Your instructions: With images removed, transcribe each record exactly as it appears.

******************************

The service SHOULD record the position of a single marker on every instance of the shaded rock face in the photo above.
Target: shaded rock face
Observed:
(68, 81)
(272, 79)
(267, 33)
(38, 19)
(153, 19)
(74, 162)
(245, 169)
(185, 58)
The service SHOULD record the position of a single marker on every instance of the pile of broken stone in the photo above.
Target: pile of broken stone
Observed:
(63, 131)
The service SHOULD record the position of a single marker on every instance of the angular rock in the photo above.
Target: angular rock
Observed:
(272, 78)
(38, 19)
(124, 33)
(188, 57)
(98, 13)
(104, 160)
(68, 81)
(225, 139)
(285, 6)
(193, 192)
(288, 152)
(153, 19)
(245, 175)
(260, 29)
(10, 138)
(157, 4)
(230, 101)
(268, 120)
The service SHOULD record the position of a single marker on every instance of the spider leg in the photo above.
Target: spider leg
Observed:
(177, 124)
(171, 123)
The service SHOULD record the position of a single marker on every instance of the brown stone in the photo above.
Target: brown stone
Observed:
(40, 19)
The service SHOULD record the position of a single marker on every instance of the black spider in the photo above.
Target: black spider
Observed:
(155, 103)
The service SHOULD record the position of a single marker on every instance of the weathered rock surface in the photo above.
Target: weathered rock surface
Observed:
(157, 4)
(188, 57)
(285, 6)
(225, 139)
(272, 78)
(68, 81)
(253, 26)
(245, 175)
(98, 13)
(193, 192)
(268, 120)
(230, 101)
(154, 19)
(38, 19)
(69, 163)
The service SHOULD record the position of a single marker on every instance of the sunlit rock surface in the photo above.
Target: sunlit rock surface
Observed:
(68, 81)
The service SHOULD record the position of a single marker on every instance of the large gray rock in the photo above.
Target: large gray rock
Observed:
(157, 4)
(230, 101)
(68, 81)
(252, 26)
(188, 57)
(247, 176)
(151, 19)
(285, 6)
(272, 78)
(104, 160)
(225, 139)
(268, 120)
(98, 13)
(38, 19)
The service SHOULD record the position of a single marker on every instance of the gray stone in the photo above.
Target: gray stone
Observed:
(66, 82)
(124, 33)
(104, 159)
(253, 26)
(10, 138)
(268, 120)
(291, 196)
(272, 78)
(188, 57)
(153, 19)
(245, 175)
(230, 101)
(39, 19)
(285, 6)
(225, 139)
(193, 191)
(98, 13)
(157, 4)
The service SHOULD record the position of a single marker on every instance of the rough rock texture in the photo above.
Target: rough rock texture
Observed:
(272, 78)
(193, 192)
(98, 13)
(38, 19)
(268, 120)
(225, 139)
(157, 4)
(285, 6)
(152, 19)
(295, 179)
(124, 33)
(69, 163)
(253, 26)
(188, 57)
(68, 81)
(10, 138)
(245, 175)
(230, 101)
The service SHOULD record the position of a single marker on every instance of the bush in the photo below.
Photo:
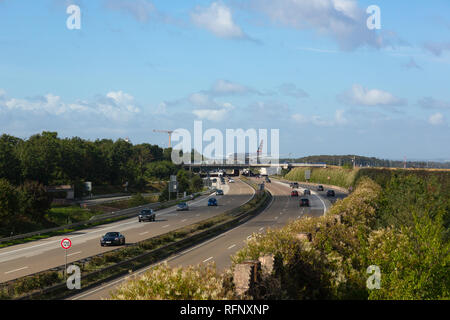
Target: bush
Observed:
(164, 283)
(137, 200)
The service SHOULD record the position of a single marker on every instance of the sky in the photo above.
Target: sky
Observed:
(312, 69)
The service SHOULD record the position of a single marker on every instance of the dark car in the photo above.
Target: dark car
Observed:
(112, 238)
(182, 206)
(147, 215)
(212, 202)
(304, 202)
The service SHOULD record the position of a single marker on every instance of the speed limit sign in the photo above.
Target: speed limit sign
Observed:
(66, 243)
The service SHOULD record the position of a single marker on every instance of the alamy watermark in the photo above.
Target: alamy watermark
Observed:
(74, 281)
(74, 20)
(374, 20)
(212, 146)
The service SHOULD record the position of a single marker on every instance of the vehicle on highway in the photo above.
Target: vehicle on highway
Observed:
(147, 215)
(182, 206)
(304, 202)
(212, 202)
(112, 238)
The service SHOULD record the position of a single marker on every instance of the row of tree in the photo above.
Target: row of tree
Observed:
(348, 160)
(50, 160)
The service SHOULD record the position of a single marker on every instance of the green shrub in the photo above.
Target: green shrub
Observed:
(164, 283)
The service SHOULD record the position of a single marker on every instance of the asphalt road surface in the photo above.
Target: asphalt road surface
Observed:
(280, 211)
(32, 257)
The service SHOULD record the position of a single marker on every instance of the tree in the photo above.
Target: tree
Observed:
(40, 156)
(34, 200)
(197, 183)
(9, 202)
(9, 162)
(160, 170)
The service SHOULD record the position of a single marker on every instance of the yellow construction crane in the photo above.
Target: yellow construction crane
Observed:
(169, 132)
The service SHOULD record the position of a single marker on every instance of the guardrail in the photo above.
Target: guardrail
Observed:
(60, 290)
(126, 213)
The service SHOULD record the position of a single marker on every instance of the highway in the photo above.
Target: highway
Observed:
(280, 211)
(20, 260)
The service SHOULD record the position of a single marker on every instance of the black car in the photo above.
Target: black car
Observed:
(112, 238)
(147, 215)
(183, 206)
(212, 202)
(304, 202)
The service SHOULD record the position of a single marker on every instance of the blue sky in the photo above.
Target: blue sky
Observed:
(309, 68)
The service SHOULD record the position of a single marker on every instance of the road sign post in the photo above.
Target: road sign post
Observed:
(66, 244)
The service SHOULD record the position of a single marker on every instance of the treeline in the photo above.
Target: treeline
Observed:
(347, 161)
(50, 160)
(28, 167)
(397, 229)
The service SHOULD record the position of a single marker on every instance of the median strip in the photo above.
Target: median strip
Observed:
(109, 266)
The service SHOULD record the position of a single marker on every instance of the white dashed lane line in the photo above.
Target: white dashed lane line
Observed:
(72, 254)
(15, 270)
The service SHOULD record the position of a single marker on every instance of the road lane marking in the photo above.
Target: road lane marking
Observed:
(207, 259)
(72, 254)
(16, 270)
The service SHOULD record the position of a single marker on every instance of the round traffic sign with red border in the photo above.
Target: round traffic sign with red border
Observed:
(66, 243)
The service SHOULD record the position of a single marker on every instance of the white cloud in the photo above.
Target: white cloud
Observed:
(141, 10)
(437, 48)
(342, 20)
(431, 103)
(118, 106)
(224, 87)
(218, 19)
(361, 96)
(339, 119)
(436, 119)
(289, 89)
(214, 114)
(201, 100)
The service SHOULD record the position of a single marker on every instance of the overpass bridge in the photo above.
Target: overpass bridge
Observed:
(204, 166)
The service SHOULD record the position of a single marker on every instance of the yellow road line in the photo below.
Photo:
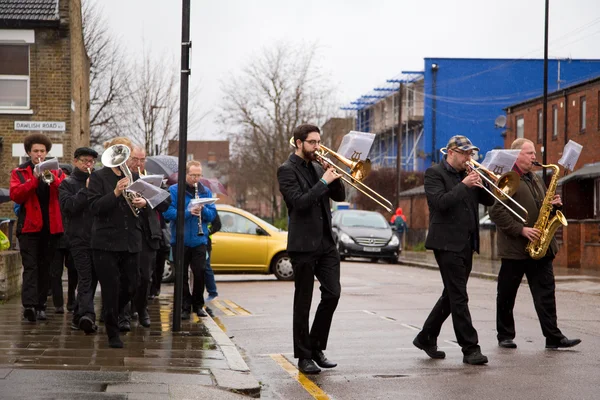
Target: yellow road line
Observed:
(306, 383)
(236, 308)
(225, 310)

******************************

Your response:
The service SHOULD record the position of a single marker on every instance of the shaded rock face in the photo above.
Target: shaded rock face
Observed:
(68, 81)
(272, 79)
(267, 33)
(38, 19)
(153, 19)
(74, 162)
(245, 169)
(185, 58)
The service SHOULD record the position of a single marker on every instance of the pile of broken stone in the photo above.
Target: pile of broken stone
Observed:
(63, 131)
The service SHOULD record the position of a single marker on every instance of the angular rock in the photo above.
Target: angular rock
Observed:
(272, 78)
(38, 19)
(124, 33)
(188, 57)
(98, 13)
(104, 160)
(68, 81)
(225, 139)
(285, 6)
(193, 192)
(288, 152)
(153, 19)
(245, 175)
(260, 29)
(10, 138)
(157, 4)
(230, 101)
(268, 120)
The service SHOULD record the position of a single marker on every instance of the spider leg in the photo above.
Target: spider leg
Observed:
(177, 124)
(171, 123)
The service SHOULD record the position of a single marker on every instance of the brown stone in the photo above.
Target: brown stone
Observed:
(40, 19)
The service SHOULD record the position of a single marker on every instance of the black spider in the photo above.
Target: black spider
Observed:
(155, 103)
The service SHOULD record the position of a single marker on every instance of the weathered rock surface in the photo above.
Target: weathered rock surface
Observed:
(157, 4)
(188, 57)
(285, 6)
(225, 139)
(272, 78)
(68, 81)
(253, 26)
(245, 175)
(98, 13)
(193, 192)
(268, 120)
(230, 101)
(154, 19)
(38, 19)
(69, 163)
The service SHOULD record the position of a single marker on every instance of the sunlit rock surface in the photo above.
Target: sunlit rock surface
Observed:
(68, 81)
The service SHOULD record the position of a single marker on every instance of the large gray rock in the photo above.
Target: large gray rock
Observed:
(157, 4)
(230, 101)
(68, 81)
(252, 26)
(188, 57)
(247, 176)
(151, 19)
(285, 6)
(272, 78)
(104, 160)
(225, 139)
(268, 120)
(98, 13)
(38, 19)
The service SHOULD record the position of a single marker on every instance of the gray stone in the photo above.
Target: gray stone
Observed:
(66, 82)
(124, 33)
(104, 159)
(253, 26)
(10, 138)
(268, 120)
(291, 196)
(272, 78)
(188, 57)
(153, 19)
(245, 175)
(230, 101)
(39, 19)
(285, 6)
(225, 139)
(193, 191)
(98, 13)
(157, 4)
The service SHOULD record the position of a single marker on every instance of the rough rock texture in the photo above.
Target: rough rock texture
Observed:
(272, 78)
(193, 192)
(98, 13)
(38, 19)
(268, 120)
(225, 139)
(157, 4)
(285, 6)
(152, 19)
(295, 179)
(124, 33)
(69, 163)
(253, 26)
(188, 57)
(68, 81)
(10, 138)
(245, 175)
(230, 101)
The service SHOULD record the position of a single marker on every instance of the bush in the photo below.
Photo:
Target: bush
Observed:
(164, 283)
(137, 200)
The service SHOULD record the position of a single marker on every instance of the sky in the photo above.
Target: sky
Observed:
(312, 69)
The service SHOULD record the position of a single marker on every instance of the dark car in the photo above.
Target: dark car
Observed:
(112, 238)
(182, 206)
(147, 215)
(212, 202)
(304, 202)
The service SHOULD record the position of a single marker on every instance of the speed limit sign in the photo above.
Target: speed limit sign
Observed:
(66, 243)
The service SHOULD record the position of a single marker on every instance of the alamy watermark in the photo above.
Target: alamy watermark
Observed:
(74, 281)
(74, 20)
(374, 20)
(212, 146)
The service SHOULD record the position of a single marker on every instance of the vehicle on highway in the photo above.
Target: vehicle on highway
Observed:
(147, 215)
(182, 206)
(304, 202)
(212, 202)
(112, 238)
The service SHOULD record the position of a single marker on every instance of the row of tree in the photo above.
Target: row of tree
Observed:
(348, 160)
(50, 160)
The service SHOULD record the position of a single marker on every instance of the green shrub in the photo above.
Target: green shrub
Observed:
(164, 283)
The service SHOULD record the position of a single marker on every instance of the asphalt road surface in the photo above.
Target: asphalt road surface
Observed:
(280, 211)
(32, 257)
The service SHOULD record the position of a single marker on every instance of the tree in the photo above.
Target: tree
Observed:
(40, 156)
(34, 200)
(197, 183)
(9, 202)
(9, 162)
(160, 170)
The service SHOULD record the position of a single marker on every instance of the yellow construction crane in the photo above.
Target: yellow construction crane
Observed:
(169, 132)
The service SHOULD record the position of a single marker on every instance of the guardrail in the photo above.
Target: guardrail
Observed:
(60, 290)
(126, 213)
The service SHOULD record the position of a single marker on every instance of the highway in the photo above.
Target: highway
Observed:
(280, 211)
(20, 260)
The service SHOULD record the position of a single marker on every instance of the black car in the photo above.
Target: black car
Observed:
(112, 238)
(147, 215)
(183, 206)
(212, 202)
(304, 202)
The service SHOULD record the position of a single marker on every instance of the blue sky in the photo above.
Target: blue sky
Observed:
(309, 68)
The service SHOULD record the position of a single marker on every instance of the road sign post in the photo above.
Target: road sign post
Observed:
(66, 244)
The service SHOULD record the position of a single marker on every instance of the treeline in the photo above.
Target: treeline
Observed:
(347, 161)
(50, 160)
(28, 167)
(397, 229)
The service SHOULD record the position of a single marker on every instance of the median strip in the photo above.
Target: median strip
Observed:
(109, 266)
The service SHOULD record the position of a single marker on every instance of the white dashed lane line in the photo above.
Target: white dashed lane line
Observed:
(72, 254)
(15, 270)
The service SHOULD record the position of a single marker on every instance of the road lane marking in the photo above.
Target: road lane marking
Observed:
(207, 259)
(72, 254)
(16, 270)
The service SHOULD record the position of a single marker on every instance of the round traffic sign with red border in the photo above.
Target: round traffic sign with red border
Observed:
(66, 243)
The service SHOULD record the position of a single marker on every instance of the white cloud in the photo above.
Target: white cloud
Observed:
(141, 10)
(437, 48)
(342, 20)
(431, 103)
(118, 106)
(224, 87)
(218, 19)
(361, 96)
(339, 119)
(436, 119)
(289, 89)
(214, 114)
(201, 100)
The service SHOULD record the position of a single marker on every instance of the overpass bridge in the photo above.
Target: overpass bridge
Observed:
(204, 166)
The service SHOULD record the position of a single marker on every instance of the yellow road line in the photo below.
Photo:
Target: yellow road line
Observed:
(306, 383)
(236, 308)
(225, 310)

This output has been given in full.